[Items from a point labeling set]
○ ○ ○ ○ ○ ○ ○

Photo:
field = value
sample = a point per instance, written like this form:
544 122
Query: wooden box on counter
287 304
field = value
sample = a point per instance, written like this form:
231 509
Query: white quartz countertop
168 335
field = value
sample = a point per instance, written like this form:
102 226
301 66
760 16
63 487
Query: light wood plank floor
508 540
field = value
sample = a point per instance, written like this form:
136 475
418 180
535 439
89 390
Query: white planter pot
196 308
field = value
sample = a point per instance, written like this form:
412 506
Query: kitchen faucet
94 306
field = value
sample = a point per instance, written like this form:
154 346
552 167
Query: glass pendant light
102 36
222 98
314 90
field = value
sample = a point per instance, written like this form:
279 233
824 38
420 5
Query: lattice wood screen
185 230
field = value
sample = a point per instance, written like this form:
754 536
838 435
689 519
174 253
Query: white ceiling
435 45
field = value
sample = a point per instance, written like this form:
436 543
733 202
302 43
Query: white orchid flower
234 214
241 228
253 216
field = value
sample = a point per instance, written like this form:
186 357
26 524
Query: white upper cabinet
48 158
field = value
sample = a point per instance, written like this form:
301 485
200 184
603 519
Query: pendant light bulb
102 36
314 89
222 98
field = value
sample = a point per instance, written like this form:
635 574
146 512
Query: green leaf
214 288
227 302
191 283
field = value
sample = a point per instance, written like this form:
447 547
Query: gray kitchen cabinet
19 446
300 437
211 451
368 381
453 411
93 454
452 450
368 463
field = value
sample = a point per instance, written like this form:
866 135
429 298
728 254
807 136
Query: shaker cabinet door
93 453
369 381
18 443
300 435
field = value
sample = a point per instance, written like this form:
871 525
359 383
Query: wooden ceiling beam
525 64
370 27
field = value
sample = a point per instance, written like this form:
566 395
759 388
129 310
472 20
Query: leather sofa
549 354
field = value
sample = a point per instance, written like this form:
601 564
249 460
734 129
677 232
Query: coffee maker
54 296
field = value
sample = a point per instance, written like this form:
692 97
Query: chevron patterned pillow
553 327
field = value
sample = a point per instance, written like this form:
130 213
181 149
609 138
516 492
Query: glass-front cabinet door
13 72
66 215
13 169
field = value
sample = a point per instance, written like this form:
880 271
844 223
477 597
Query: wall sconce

○ ○ ○ ○ ○ ○ ○

- What you will do:
Find every line in the items that contains the string "ceiling" and copy each one. Match case exactly.

- Complete output:
Query: white ceiling
Query: wooden ceiling beam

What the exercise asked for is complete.